## Prompt
Copy the passage on magnets and Earth's magnetism, beginning at the words "Ø Heating a" and stopping after "with each other.", and substitute "dipole axis" for every occurrence of "magnetic axis".

## Text for analysis
* * * * * * * * *

Ø Magnets used in electric bells and cranes are the examples of temporary magnets.

5.2 Permanent Magnets

Ø Permanent magnets are artificial magnets that retain their magnetic property even in the absence of an external magnetic field.

Ø These magnets are produced from substances like hardened steel and some alloys.

Ø The most commonly used permanent magnets are made of ALNICO (An alloy of aluminium, nickel and cobalt).

Ø Magnets used in refrigerator, bar magnet, speaker magnet, fridge magnet and magnetic compass are some familiar examples of a permanent magnet.

Ø Neodymium magnets are the strongest and the most powerful magnets on the Earth.

The magnetic properties of a magnet will be removed from it by the following ways.

Ø Placing the magnet idle for a long time.

Ø Continuous hammering of the magnetic substance.

Ø Dropping the magnet from a height.

Ø Heating a magnet to a high temperature.

6 Earth’s Magnetism

Earth has been assumed or imagined by the scientists as a huge magnetic dipole. However, the position of the Earth’s magnetic poles is not well defined in the Earth.

Ø The south pole of the imaginary magnet inside the Earth is located near the geographic north  pole and the north pole of the earth’s magnet is located near the geographic south pole.

Ø The line joining these magnetic poles is called the magnetic axis.

Ø The magnetic axis intersects the geographic north pole at a point called the north geomagnetic pole or northern magnetic pole. It intersects the geographic south pole at a point called the south geomagnetic pole or southern magnetic pole.

Ø The magnetic axis and the geographical axis (axis of rotation) do not coincide with each other.

Ø The magnetic axis of the Earth is inclined at an angle of about 10° to 15° with the geographical axis.

The exact cause of the Earth’s magnetism is not known even today. However, some important factors, which may be the cause of the Earth’s magnetism, are as follows.

Ø Masses of magnetic substances in the Earth

Ø Radiations from the Sun

Ø Action of the Moon

However, it is believed that the Earth’s magnetic field is due to the molten charged metallic fluid inside the Earth’s surface with a core of radius of about 3500 km compared to the Earth’s radius of 6400 km.

 

6.1 Earth’s Magnetic Field

A freely suspended magnetic needle at a point on the Earth comes to rest approximately along the geographical north - south direction. This shows that the Earth behaves like a huge magnetic dipole with its magnetic poles located near its geographical poles.

The north pole of a magnetic needle approximately points towards the geographic north (NG). Thus, it is appropriate to say that the magnetic north pole of the needle is attracted by the magnetic south pole of the Earth (Sm), which is located at the geographic north NG.

* * * * * * * * *

## Study material
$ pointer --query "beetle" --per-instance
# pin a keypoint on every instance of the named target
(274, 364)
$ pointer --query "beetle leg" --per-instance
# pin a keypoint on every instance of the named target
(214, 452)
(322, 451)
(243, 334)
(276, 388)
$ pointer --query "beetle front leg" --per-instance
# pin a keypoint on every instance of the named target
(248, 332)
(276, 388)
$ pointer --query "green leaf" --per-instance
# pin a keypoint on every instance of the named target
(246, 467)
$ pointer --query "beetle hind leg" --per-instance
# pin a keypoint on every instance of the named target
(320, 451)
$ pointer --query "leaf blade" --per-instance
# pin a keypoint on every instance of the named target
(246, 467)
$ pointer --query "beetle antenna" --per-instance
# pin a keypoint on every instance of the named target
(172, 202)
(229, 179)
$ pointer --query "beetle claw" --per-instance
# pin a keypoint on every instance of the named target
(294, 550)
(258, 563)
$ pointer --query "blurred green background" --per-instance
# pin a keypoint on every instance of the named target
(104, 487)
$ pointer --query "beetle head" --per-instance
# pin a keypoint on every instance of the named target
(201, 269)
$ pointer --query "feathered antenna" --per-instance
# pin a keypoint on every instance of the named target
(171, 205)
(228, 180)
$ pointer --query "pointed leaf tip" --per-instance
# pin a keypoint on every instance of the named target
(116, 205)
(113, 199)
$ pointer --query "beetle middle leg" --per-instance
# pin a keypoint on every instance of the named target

* * * * * * * * *

## Answer to this task
Ø Heating a magnet to a high temperature.

6 Earth’s Magnetism

Earth has been assumed or imagined by the scientists as a huge magnetic dipole. However, the position of the Earth’s magnetic poles is not well defined in the Earth.

Ø The south pole of the imaginary magnet inside the Earth is located near the geographic north  pole and the north pole of the earth’s magnet is located near the geographic south pole.

Ø The line joining these magnetic poles is called the dipole axis.

Ø The dipole axis intersects the geographic north pole at a point called the north geomagnetic pole or northern magnetic pole. It intersects the geographic south pole at a point called the south geomagnetic pole or southern magnetic pole.

Ø The dipole axis and the geographical axis (axis of rotation) do not coincide with each other.